• TASK OBJECTIVE: Please repeat the whole listing exactly, but leave out any picture it holds.

• SOURCE RECORDS:
○ ○ ○

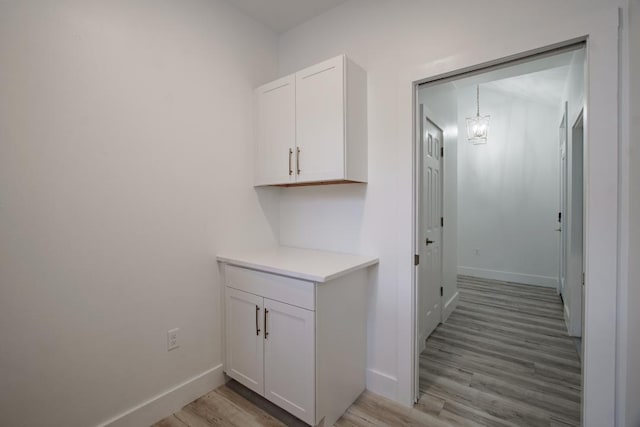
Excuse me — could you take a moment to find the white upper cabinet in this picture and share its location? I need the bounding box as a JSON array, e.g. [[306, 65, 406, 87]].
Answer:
[[255, 75, 296, 186], [254, 55, 367, 186]]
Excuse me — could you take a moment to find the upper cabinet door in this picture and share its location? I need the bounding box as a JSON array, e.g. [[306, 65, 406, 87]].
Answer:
[[255, 75, 296, 186], [295, 56, 345, 183]]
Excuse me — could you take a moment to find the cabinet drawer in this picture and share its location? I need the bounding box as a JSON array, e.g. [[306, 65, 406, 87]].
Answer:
[[224, 265, 315, 310]]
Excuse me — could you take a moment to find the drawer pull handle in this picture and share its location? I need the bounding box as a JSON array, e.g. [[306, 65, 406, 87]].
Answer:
[[255, 305, 260, 336], [264, 308, 269, 339], [296, 147, 301, 175]]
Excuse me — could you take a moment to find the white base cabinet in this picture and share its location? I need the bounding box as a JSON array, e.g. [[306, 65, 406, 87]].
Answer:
[[222, 263, 369, 427]]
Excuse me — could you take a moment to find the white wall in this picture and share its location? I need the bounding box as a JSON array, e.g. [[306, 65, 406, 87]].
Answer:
[[456, 86, 560, 287], [276, 0, 625, 412], [0, 1, 279, 426]]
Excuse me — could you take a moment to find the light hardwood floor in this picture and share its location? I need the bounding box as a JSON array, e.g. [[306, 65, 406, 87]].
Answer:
[[419, 276, 581, 427], [154, 276, 581, 427]]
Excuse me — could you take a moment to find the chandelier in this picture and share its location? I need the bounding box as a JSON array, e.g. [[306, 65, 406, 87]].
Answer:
[[466, 85, 490, 144]]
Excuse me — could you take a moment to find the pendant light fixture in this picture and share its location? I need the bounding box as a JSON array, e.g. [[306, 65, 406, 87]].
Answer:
[[466, 84, 490, 144]]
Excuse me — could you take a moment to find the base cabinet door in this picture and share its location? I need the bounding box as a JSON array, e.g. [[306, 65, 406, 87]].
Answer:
[[225, 288, 264, 395], [263, 298, 315, 425]]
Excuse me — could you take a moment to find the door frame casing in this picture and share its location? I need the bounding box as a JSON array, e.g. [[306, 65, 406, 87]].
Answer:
[[566, 109, 585, 337], [399, 9, 619, 426]]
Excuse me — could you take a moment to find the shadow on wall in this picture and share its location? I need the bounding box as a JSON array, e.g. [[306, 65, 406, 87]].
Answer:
[[255, 186, 282, 244], [278, 183, 368, 253]]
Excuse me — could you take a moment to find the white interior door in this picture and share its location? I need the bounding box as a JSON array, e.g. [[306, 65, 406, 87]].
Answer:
[[263, 298, 315, 425], [225, 287, 264, 395], [558, 108, 568, 296], [418, 115, 443, 345]]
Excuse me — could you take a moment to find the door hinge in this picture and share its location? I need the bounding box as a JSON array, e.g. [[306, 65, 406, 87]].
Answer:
[[582, 272, 585, 285], [441, 217, 444, 227], [414, 254, 419, 265], [441, 146, 444, 158], [440, 287, 443, 296]]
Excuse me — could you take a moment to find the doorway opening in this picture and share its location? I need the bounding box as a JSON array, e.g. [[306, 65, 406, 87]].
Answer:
[[413, 43, 586, 425]]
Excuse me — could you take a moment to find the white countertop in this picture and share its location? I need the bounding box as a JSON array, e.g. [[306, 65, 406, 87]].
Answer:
[[217, 246, 378, 283]]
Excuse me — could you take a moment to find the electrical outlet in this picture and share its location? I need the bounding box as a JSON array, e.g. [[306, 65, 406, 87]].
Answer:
[[167, 328, 180, 351]]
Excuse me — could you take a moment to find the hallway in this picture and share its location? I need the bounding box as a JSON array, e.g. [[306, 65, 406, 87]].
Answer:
[[418, 276, 582, 426]]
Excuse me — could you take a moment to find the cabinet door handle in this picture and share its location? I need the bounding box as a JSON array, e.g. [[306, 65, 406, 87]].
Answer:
[[288, 148, 293, 176], [296, 147, 301, 175], [255, 305, 260, 336], [264, 308, 269, 339]]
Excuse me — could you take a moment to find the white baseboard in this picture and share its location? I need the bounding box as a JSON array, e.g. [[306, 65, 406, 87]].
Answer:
[[419, 329, 427, 353], [99, 364, 225, 427], [443, 291, 459, 321], [457, 267, 558, 288], [366, 368, 398, 401], [564, 302, 571, 326]]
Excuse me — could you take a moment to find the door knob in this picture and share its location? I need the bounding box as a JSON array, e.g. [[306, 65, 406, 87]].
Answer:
[[426, 238, 434, 246]]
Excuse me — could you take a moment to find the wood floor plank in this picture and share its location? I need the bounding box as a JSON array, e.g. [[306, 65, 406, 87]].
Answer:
[[222, 381, 303, 426], [549, 415, 580, 427], [414, 392, 446, 417], [534, 361, 582, 387], [458, 282, 562, 301], [469, 371, 581, 420], [344, 390, 451, 427], [172, 409, 215, 427], [457, 287, 563, 308], [456, 300, 566, 327], [429, 328, 581, 370], [422, 348, 581, 401], [445, 314, 577, 351], [183, 389, 286, 427], [457, 275, 558, 296], [421, 371, 554, 427], [151, 415, 188, 427], [438, 321, 578, 358], [456, 289, 558, 306], [450, 310, 571, 338], [437, 400, 520, 427], [426, 335, 559, 374]]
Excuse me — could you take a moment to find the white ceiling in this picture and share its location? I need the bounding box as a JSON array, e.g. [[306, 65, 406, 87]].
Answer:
[[226, 0, 349, 33], [450, 50, 577, 106], [419, 49, 581, 124], [486, 66, 571, 106]]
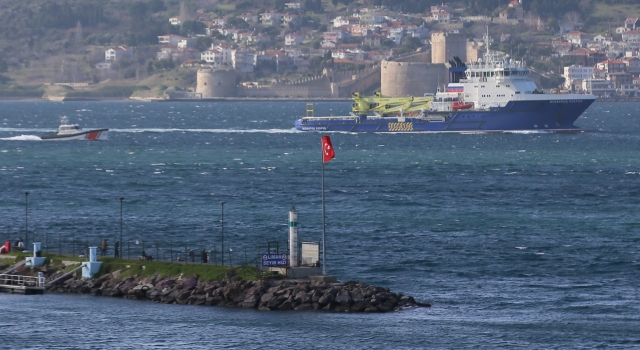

○ ○ ○

• RESULT FOR THIS EXERCISE:
Excuse me — could you take a moment to find the white upper cabinet in this picture and share its location? I need the bounding box as a JSON array, e.g. [[306, 65, 406, 87]].
Answer:
[[255, 75, 296, 186], [254, 55, 367, 186]]
Excuse me — could you take a moment to find the upper cabinet door in this picture and share its location? I need the bounding box as a JSON array, e.g. [[306, 65, 406, 87]].
Answer:
[[255, 75, 296, 186], [295, 56, 345, 183]]
Excuse me — could you take a moment to find the cabinet drawer in this picture and share its location? I need the bounding box as a JSON array, e.g. [[306, 65, 406, 87]].
Answer:
[[224, 265, 315, 310]]
Excuse me — could you take a moment to find the drawer pull handle in this picture and share its location? I need the bounding box as a JSON array, e.g. [[306, 65, 406, 87]].
Answer:
[[255, 305, 260, 336], [264, 308, 269, 339], [296, 147, 301, 175]]
Excuse me — could you take a moment to find the white base cabinet in this picture and share its location? I need the bounding box as a JSON array, e.g. [[306, 65, 406, 87]].
Answer:
[[222, 263, 369, 427]]
Excuse me — could you take a moment to find the white wall in this picture and share its location? I need the bounding box as a JSON array, e.g. [[306, 65, 406, 87]].
Answer:
[[456, 86, 560, 287], [276, 0, 625, 412], [0, 1, 279, 426]]
Excuse me — could you take a moment to find the light hardwood floor in this picture and share its location? I need the bounding box as a JSON array, e.g. [[306, 65, 406, 87]].
Answer:
[[419, 276, 581, 427], [154, 276, 581, 427]]
Excuse me — could you take a moment to find the chandelier in this picture and share its location? I need the bounding box as a JSON array, e.g. [[306, 65, 406, 87]].
Answer:
[[466, 85, 490, 144]]
Excuse me — could you take a moment to find the pendant light fixture in this picture and share its location? I need the bounding box as a JSON array, e.g. [[306, 65, 406, 87]].
Answer:
[[466, 84, 490, 144]]
Excuse me — could you take a moment to find the base cabinet door in this picture and share its location? I need the bounding box as a JSON array, e.g. [[306, 65, 406, 87]].
Answer:
[[225, 288, 264, 395], [263, 298, 315, 425]]
Excuse me — could you take a moment to find the door frame casing in this picture and share its location? I need the bounding box as a JSON array, e.g. [[306, 65, 406, 87]].
Answer:
[[566, 109, 585, 337], [399, 9, 619, 426]]
Excuse me — could you take a moment to find the shadow on wall in this picture and share its location? I need the bounding box as a JSON array, e.g. [[306, 65, 406, 87]].
Answer:
[[255, 186, 282, 244], [278, 183, 368, 253]]
Excuse me — could you take a moment to find the white interior door in this picture and share its location? I need the bounding box as a JSON array, e.g. [[306, 65, 406, 87]].
Answer:
[[263, 298, 315, 425], [225, 287, 264, 395], [558, 108, 568, 296], [418, 115, 443, 345]]
Excuse me — could you take a moment to find the door hinge in this picture and share its location? I need the bounding box as a JSON array, e.g. [[306, 65, 406, 87]].
Answer:
[[582, 272, 585, 285], [441, 217, 444, 227], [414, 254, 419, 265], [441, 146, 444, 158], [440, 287, 443, 296]]
Excuse me — could you take a moment to find the doorway opening in this picture and share its location? I need the bounding box as a JSON array, e.g. [[306, 65, 406, 87]].
Answer:
[[413, 43, 586, 425]]
Excuse me — could you take a moment to find the white countertop in this picture and share its location? I need the bounding box as a JSON array, e.g. [[306, 65, 406, 87]].
Answer:
[[217, 246, 378, 283]]
Excuse me — could you take a moment to find the electrical outlet in this picture and share its location? I need the bounding box as a JSON array, e.g. [[306, 65, 406, 87]].
Answer:
[[167, 328, 180, 351]]
Excuse me — could you take a moment to find the hallway in this picture and share its location? I need the bounding box as a JSON array, e.g. [[306, 65, 406, 87]].
Answer:
[[418, 276, 582, 426]]
Excuse me — could you take a moment to find the cabinet door handle in this picture and share its location? I need the bounding box as a JSON array, e.g. [[306, 65, 406, 87]].
Answer:
[[288, 148, 293, 176], [296, 147, 301, 175], [255, 305, 260, 336], [264, 308, 269, 339]]
Excuse me — could you take a moment to find the white baseboard in this picture and share its location? I need the bounding box as a JSON array, e.g. [[306, 65, 406, 87]].
Answer:
[[419, 329, 427, 353], [99, 364, 225, 427], [443, 291, 459, 321], [457, 267, 558, 288], [366, 368, 398, 401], [564, 302, 571, 326]]
Excuse me — could you take a moment to find the door knob in this picture and share its location? I need the bounding box as a JSON array, e.g. [[306, 65, 406, 87]].
Answer:
[[426, 238, 434, 246]]
Excuse me — could you take a moment to find the wood floor plank in this picture and share its location? I need the bounding box as a JSON array, e.g. [[306, 65, 406, 87]].
Answer:
[[222, 381, 303, 426], [549, 415, 580, 427], [414, 392, 446, 417], [534, 361, 582, 387], [458, 282, 562, 301], [469, 371, 581, 420], [344, 390, 451, 427], [172, 409, 215, 427], [457, 287, 563, 308], [456, 300, 566, 327], [429, 328, 581, 370], [422, 348, 581, 401], [445, 314, 577, 351], [183, 389, 286, 427], [457, 275, 558, 296], [421, 371, 554, 427], [151, 415, 188, 427], [438, 321, 578, 358], [456, 289, 558, 306], [450, 310, 571, 338], [437, 400, 520, 427], [426, 335, 559, 374]]
Excuse me — could you take a moment to find the white ceiling in this picture and share its location? I need the bounding box as a JSON array, e.g. [[306, 65, 406, 87]].
Answer:
[[226, 0, 349, 33], [450, 50, 577, 106], [419, 49, 581, 124], [486, 66, 571, 106]]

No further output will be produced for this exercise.